_GIVEN INSTRUCTION_
Reproduce the listing below, substituting "px" for every occurrence of "pixels" and keeping all other text unchanged.

* START MATERIAL TO PROCESS *

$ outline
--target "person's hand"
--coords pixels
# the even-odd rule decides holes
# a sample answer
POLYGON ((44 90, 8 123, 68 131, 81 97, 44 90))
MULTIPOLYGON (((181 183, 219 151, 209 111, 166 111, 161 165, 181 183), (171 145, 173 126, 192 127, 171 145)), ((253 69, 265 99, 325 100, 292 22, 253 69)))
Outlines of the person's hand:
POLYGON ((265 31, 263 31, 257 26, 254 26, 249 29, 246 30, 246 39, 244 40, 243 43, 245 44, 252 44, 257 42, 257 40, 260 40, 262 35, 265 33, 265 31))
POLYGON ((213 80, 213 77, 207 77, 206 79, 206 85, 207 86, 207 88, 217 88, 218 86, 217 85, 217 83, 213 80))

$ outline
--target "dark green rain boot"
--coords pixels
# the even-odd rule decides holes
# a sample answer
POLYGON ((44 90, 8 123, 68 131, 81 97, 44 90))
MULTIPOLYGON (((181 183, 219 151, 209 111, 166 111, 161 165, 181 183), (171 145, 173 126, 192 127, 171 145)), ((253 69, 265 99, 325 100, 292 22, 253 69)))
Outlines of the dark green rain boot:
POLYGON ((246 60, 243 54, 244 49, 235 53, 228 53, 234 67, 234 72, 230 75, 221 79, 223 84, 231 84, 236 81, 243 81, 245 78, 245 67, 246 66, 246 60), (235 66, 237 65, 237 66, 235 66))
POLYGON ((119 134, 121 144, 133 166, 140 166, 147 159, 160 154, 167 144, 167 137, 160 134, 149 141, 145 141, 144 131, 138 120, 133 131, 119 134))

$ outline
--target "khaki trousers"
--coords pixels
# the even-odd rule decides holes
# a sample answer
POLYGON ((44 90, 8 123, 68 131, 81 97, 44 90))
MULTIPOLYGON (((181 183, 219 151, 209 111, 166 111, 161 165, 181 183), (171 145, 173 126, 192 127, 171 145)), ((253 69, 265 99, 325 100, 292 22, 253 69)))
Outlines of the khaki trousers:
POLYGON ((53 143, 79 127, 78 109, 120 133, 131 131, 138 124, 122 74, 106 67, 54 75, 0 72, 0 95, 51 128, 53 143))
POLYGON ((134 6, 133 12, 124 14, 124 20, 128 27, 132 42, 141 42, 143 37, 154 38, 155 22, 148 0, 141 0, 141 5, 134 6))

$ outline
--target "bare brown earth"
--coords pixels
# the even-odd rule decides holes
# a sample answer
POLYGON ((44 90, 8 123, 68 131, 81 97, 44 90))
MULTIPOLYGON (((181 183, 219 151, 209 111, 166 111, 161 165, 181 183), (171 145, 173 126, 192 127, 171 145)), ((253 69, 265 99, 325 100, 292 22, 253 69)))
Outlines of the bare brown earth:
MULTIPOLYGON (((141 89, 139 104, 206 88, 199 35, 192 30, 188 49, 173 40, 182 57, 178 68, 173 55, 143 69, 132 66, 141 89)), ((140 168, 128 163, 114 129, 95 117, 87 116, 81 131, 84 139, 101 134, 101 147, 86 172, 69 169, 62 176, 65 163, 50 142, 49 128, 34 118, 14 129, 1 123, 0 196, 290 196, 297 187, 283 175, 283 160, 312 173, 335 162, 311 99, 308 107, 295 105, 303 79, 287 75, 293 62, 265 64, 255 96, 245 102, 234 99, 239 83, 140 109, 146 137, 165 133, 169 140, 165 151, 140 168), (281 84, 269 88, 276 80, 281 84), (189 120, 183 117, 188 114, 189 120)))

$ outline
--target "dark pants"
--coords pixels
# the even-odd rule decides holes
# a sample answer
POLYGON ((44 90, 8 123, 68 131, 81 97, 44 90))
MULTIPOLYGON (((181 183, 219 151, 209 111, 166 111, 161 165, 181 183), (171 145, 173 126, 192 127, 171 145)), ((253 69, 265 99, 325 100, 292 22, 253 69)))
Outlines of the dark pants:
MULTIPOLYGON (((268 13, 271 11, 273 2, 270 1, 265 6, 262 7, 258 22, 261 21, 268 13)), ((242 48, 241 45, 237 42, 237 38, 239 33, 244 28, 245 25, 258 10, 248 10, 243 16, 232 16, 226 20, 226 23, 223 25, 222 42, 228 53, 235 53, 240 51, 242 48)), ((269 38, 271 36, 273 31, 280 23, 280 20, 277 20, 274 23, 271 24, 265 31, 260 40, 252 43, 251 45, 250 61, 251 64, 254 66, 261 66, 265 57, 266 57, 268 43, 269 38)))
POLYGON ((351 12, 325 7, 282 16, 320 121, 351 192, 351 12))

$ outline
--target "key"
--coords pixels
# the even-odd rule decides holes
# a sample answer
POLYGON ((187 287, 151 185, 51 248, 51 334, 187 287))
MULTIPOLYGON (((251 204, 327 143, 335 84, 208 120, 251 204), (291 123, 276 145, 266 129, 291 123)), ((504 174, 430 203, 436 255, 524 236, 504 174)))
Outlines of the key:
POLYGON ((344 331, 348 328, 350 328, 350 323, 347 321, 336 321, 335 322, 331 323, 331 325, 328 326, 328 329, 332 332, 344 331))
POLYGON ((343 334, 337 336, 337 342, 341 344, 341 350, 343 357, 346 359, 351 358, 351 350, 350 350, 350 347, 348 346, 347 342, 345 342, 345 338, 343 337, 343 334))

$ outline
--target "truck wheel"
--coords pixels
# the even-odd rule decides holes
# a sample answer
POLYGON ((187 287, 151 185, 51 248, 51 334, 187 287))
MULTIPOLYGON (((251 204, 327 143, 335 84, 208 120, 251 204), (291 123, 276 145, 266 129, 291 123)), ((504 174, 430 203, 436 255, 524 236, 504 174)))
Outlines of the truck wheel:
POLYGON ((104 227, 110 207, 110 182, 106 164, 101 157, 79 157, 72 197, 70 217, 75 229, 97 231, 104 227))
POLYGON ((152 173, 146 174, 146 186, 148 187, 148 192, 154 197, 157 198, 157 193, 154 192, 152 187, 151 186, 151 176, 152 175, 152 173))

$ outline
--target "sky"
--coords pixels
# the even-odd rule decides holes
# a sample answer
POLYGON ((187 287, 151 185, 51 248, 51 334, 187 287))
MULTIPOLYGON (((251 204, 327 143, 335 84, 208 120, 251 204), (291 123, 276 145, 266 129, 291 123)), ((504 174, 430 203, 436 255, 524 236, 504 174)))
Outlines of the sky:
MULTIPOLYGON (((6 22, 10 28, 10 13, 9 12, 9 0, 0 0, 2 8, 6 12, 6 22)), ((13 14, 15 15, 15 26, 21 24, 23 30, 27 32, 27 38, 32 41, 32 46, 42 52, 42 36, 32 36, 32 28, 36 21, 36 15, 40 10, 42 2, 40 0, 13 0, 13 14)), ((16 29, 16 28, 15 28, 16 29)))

* END MATERIAL TO PROCESS *

_RESPONSE BELOW_
$ outline
--target "person's hand"
--coords px
# the even-odd rule decides holes
# a sample answer
POLYGON ((44 90, 8 123, 68 131, 81 97, 44 90))
MULTIPOLYGON (((181 183, 219 151, 209 111, 166 111, 161 165, 181 183), (171 145, 173 126, 192 127, 171 145)), ((253 69, 265 99, 325 100, 292 22, 253 69)))
Outlines of the person's hand:
POLYGON ((265 31, 263 31, 257 26, 254 26, 249 29, 246 30, 246 39, 244 40, 243 43, 245 44, 252 44, 257 42, 257 40, 260 40, 262 35, 265 33, 265 31))
POLYGON ((213 80, 213 77, 207 77, 206 79, 206 85, 207 86, 207 88, 217 88, 218 86, 217 85, 217 83, 213 80))

$ outline
--target "dark green rain boot"
--coords px
# the even-odd rule decides holes
# a sample answer
POLYGON ((44 90, 8 123, 68 131, 81 97, 44 90))
MULTIPOLYGON (((181 183, 219 151, 209 111, 166 111, 161 165, 181 183), (171 145, 173 126, 192 127, 171 145)), ((253 69, 265 99, 325 100, 292 22, 253 69)))
Outlines of the dark green rain boot:
POLYGON ((246 60, 243 54, 244 49, 235 53, 228 53, 234 67, 234 72, 230 75, 221 79, 223 84, 231 84, 236 81, 243 81, 245 78, 245 67, 246 66, 246 60), (235 66, 237 65, 237 66, 235 66))
POLYGON ((119 134, 121 144, 133 166, 140 166, 147 159, 160 154, 167 144, 167 137, 160 134, 149 141, 145 141, 144 131, 138 120, 133 131, 119 134))

$ outline
--target "khaki trousers"
--coords px
# the even-odd rule decides holes
# a sample answer
POLYGON ((44 90, 8 123, 68 131, 81 97, 44 90))
MULTIPOLYGON (((181 183, 219 151, 209 111, 166 111, 161 165, 181 183), (171 145, 173 126, 192 127, 171 145)), ((253 69, 265 99, 325 100, 292 22, 253 69)))
Outlines of the khaki trousers:
POLYGON ((53 143, 79 127, 78 109, 120 133, 131 131, 138 124, 122 74, 106 67, 54 75, 0 72, 0 95, 51 128, 53 143))
POLYGON ((134 6, 133 12, 124 14, 124 20, 128 27, 132 42, 141 42, 143 37, 154 38, 155 22, 148 0, 141 0, 141 5, 134 6))

$ outline
--target "bare brown earth"
--coords px
# the even-odd rule decides holes
# a sample answer
POLYGON ((44 90, 8 123, 68 131, 81 97, 44 90))
MULTIPOLYGON (((181 183, 219 151, 209 111, 166 111, 161 165, 181 183), (171 145, 173 126, 192 127, 171 145)), ((253 69, 265 99, 325 100, 292 22, 253 69)))
Outlines of the bare brown earth:
MULTIPOLYGON (((141 89, 139 104, 206 88, 199 35, 192 30, 188 49, 173 40, 182 57, 178 68, 173 55, 143 69, 132 66, 141 89)), ((140 168, 128 163, 114 129, 95 117, 87 116, 81 131, 84 139, 101 134, 101 147, 86 172, 69 169, 62 176, 65 163, 50 142, 49 128, 34 118, 14 129, 1 123, 0 196, 290 196, 297 187, 283 175, 283 160, 312 173, 335 162, 311 99, 308 107, 295 105, 303 79, 287 75, 293 62, 265 64, 255 96, 245 102, 234 99, 239 83, 140 109, 146 137, 165 133, 169 140, 165 151, 140 168), (281 84, 269 88, 276 80, 281 84), (189 120, 183 117, 188 114, 189 120)))

$ outline
--target "dark pants"
--coords px
# the even-odd rule decides holes
# a sample answer
POLYGON ((44 90, 8 123, 68 131, 81 97, 44 90))
MULTIPOLYGON (((181 183, 219 151, 209 111, 166 111, 161 165, 181 183), (171 145, 173 126, 192 127, 171 145)), ((253 69, 265 99, 325 100, 292 22, 253 69)))
Outlines of the dark pants:
MULTIPOLYGON (((268 13, 271 11, 273 2, 270 1, 265 6, 262 7, 258 22, 261 21, 268 13)), ((242 48, 241 45, 237 42, 237 38, 239 33, 244 28, 245 25, 258 10, 248 10, 243 16, 232 16, 226 20, 226 23, 223 25, 222 42, 228 53, 235 53, 240 51, 242 48)), ((269 38, 271 36, 273 31, 280 23, 280 20, 277 20, 274 23, 271 24, 265 31, 260 40, 252 43, 251 45, 250 61, 251 64, 254 66, 261 66, 265 57, 266 57, 268 43, 269 38)))
POLYGON ((351 12, 325 7, 282 16, 320 121, 351 192, 351 12))

$ outline
--target "key"
--coords px
# the even-odd rule decides holes
# a sample answer
POLYGON ((187 287, 151 185, 51 248, 51 334, 187 287))
MULTIPOLYGON (((251 204, 327 143, 335 84, 208 120, 251 204), (291 123, 276 145, 266 129, 291 123)), ((504 174, 430 203, 436 255, 524 236, 504 174)))
Outlines of the key:
POLYGON ((344 331, 348 328, 350 328, 350 323, 347 321, 336 321, 335 322, 331 323, 331 325, 328 326, 328 329, 332 332, 344 331))
POLYGON ((343 334, 337 336, 337 342, 341 344, 341 350, 343 357, 346 359, 351 358, 351 350, 350 350, 350 347, 348 346, 347 342, 345 342, 345 338, 343 337, 343 334))

$ outline
--target "truck wheel"
--coords px
# the even-odd rule decides holes
# a sample answer
POLYGON ((187 287, 151 185, 51 248, 51 334, 187 287))
MULTIPOLYGON (((251 204, 327 143, 335 84, 208 120, 251 204), (291 123, 276 145, 266 129, 291 123)), ((504 174, 430 203, 436 255, 524 236, 504 174)))
Outlines of the truck wheel:
POLYGON ((104 227, 110 207, 110 182, 106 164, 101 157, 79 157, 72 197, 70 217, 75 229, 97 231, 104 227))
POLYGON ((152 173, 146 174, 146 186, 148 187, 148 192, 154 197, 157 198, 157 193, 154 192, 152 187, 151 186, 151 176, 152 175, 152 173))

$ outline
--target "sky"
--coords px
# the even-odd rule decides holes
# a sample answer
POLYGON ((187 287, 151 185, 51 248, 51 334, 187 287))
MULTIPOLYGON (((251 204, 327 143, 335 84, 208 120, 251 204), (291 123, 276 145, 266 129, 291 123)), ((504 174, 430 203, 436 255, 524 236, 504 174)))
Outlines of the sky:
MULTIPOLYGON (((6 22, 10 28, 10 13, 9 12, 9 0, 0 0, 2 8, 6 12, 6 22)), ((13 14, 15 15, 15 26, 21 24, 23 30, 27 32, 27 38, 32 41, 32 46, 42 52, 42 36, 32 36, 32 28, 36 21, 36 15, 40 10, 42 2, 40 0, 13 0, 13 14)), ((16 29, 16 28, 15 28, 16 29)))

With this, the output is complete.